Excerpted text →
Structural Data
Last updated
Last updated
Generally speaking, we can say that data processing is carried out through the execution of operations. From this point of view, we can divide the data into:
Simple - in this case, the data can be processed by a single operation, it is one action as a result of which the value is referred to as one whole. For example, changing the sign of an int variable.
Complex – here the data is composed of components. Therefore, to operate on complex data we apply a selector operation to select a component that is to be subject to an operation. The data type determines the selection method, e.g. index for arrays and field selection for class or structure.
Structural - by design, the distinguishing feature is that individual data items in a structure are selected based on intentionally programmed relationships between items.
This section is focused on structural data. In object-oriented programming, the basic way to create structural data is to define custom types and interconnect them using references. Let's analyze this case using sample code in the context of intentionally programmed relationships between items. As an example consider the IPerson and ICDCatalog interfaces. Now let's perform a graphical analysis of the code. They are abstract definitions but a reference between interfaces in the diagram could be distinguished.

Problem requirements → Write the next few paragraphs of the "Structural Data" article, picking up right after its last sentence.

Data section →
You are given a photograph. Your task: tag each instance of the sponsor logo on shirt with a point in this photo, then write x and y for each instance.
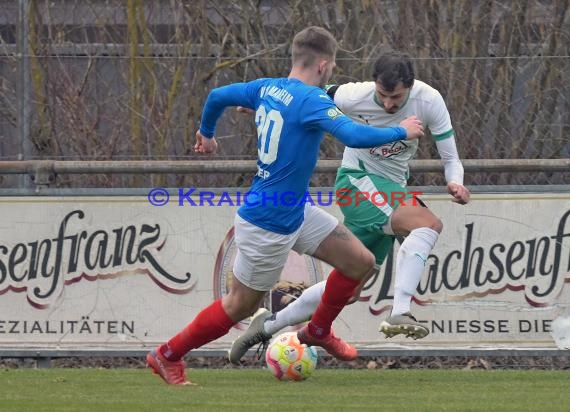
(389, 150)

Expected answer →
Because the mentioned interfaces are abstract definitions, they must be implemented first to instantiate a graph of objects based on them. We will analyze a few different implementations of them. Despite the differences, they always represent the same structure built up using reference types.
To operate on complex data we need a selector operation to select a component that is to be subject to an operation (for example, index for arrays and field selection for class or structure). By design, the distinguishing feature of the structural data is that individual data items in a structure are selected based on intentionally programmed relationships between items. As a result, a selector operation must be replaced by a kind of browsing or query mechanism. Using browsing operations the data is explored by applying a navigation through available references to discover relevant content. By design, the Database Management Systems don't support object-oriented programming, hence instead of browsing the query must be used. Query operations are employed to synchronize specific data from a database to in-process snapshots that offer a buffering operation. A query is usually expressed in a domain-specific language. For example, using SQL to retrieve specific rows from a database table based on conditions is a query operation.
A technology called LINQ is a powerful feature in C# language that allows performing queries against data directly within the language. The LINQ abbreviation stands for Language Integrated Query. LINQ is the name for a set of technologies based on the integration of query capabilities directly into the programming language.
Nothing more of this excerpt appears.